__PROBLEM__.
Report how many lines of the records below contain the string "window", treating uppercase and lowercase letters as distinct. Give only the number.

__RAW RECORDS__.
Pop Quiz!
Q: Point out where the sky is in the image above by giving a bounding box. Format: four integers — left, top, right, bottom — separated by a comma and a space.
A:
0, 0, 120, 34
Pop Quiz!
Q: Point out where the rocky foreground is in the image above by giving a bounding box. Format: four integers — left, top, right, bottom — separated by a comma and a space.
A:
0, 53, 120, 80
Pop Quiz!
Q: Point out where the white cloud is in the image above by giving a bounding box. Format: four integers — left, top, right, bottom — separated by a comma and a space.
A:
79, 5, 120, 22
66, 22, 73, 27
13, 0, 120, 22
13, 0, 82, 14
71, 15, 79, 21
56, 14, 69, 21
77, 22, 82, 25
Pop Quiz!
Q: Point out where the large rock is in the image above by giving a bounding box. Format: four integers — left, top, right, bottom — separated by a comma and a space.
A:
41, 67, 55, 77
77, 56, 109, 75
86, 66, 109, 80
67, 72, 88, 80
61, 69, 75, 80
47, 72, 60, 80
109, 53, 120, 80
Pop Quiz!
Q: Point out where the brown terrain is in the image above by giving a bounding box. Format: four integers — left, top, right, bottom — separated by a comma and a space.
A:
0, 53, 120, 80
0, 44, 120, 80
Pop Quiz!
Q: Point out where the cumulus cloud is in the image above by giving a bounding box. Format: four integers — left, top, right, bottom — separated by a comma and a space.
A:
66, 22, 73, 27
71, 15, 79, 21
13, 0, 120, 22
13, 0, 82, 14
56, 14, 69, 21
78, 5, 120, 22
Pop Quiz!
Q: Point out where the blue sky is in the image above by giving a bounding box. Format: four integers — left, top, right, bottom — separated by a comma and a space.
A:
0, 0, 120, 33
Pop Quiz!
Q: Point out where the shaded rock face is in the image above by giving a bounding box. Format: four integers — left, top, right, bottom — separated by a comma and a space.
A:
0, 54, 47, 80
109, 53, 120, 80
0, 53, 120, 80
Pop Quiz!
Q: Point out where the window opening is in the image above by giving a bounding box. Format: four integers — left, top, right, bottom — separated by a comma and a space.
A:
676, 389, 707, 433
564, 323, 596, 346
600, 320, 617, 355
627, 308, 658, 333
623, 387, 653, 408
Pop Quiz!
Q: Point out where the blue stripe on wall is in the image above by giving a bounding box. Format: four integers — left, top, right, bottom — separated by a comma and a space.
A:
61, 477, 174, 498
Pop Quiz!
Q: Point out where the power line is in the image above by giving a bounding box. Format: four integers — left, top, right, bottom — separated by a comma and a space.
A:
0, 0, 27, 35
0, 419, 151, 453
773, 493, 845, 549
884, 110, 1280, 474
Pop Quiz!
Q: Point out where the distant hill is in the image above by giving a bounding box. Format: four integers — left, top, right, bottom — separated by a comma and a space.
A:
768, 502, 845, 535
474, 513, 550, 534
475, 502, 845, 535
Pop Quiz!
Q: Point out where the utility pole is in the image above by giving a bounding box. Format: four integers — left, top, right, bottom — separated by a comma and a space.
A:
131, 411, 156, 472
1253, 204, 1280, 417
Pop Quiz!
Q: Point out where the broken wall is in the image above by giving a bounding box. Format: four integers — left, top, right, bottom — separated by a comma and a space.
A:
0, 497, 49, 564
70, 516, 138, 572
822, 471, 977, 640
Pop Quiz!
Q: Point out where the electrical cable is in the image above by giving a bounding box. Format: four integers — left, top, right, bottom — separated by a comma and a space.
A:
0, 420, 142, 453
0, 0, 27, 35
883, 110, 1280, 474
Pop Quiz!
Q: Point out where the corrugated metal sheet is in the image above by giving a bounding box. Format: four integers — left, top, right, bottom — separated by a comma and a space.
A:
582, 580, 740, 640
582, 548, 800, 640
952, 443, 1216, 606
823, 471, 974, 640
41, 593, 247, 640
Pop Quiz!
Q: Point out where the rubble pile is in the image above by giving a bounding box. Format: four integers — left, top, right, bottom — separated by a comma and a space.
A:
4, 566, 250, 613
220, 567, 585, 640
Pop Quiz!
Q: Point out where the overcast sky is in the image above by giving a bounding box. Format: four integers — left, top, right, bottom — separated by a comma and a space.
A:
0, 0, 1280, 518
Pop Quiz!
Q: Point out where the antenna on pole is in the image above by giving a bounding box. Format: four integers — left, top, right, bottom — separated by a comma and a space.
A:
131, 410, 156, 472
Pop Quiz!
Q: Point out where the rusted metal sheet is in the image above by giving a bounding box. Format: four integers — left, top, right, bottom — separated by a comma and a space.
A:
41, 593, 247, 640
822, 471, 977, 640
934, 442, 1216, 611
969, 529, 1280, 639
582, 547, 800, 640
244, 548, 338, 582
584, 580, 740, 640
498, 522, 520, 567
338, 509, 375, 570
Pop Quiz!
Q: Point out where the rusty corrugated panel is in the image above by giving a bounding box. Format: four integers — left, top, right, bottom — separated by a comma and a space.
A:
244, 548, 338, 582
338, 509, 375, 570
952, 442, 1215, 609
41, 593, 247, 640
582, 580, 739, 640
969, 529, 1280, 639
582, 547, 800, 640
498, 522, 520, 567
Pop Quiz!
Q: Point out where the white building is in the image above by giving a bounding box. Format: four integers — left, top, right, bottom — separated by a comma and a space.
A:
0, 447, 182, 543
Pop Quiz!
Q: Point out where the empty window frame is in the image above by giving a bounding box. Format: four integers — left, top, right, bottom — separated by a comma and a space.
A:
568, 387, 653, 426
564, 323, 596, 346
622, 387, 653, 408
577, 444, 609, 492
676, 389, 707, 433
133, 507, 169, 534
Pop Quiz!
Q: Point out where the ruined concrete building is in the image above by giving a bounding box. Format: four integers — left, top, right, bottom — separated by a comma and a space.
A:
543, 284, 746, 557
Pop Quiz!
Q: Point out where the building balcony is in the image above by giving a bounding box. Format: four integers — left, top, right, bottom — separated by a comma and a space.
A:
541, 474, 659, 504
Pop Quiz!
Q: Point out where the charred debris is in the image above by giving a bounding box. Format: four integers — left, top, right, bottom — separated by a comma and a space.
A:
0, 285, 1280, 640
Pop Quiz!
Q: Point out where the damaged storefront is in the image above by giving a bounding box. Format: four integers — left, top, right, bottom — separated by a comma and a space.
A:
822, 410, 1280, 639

__TASK ANSWER__.
2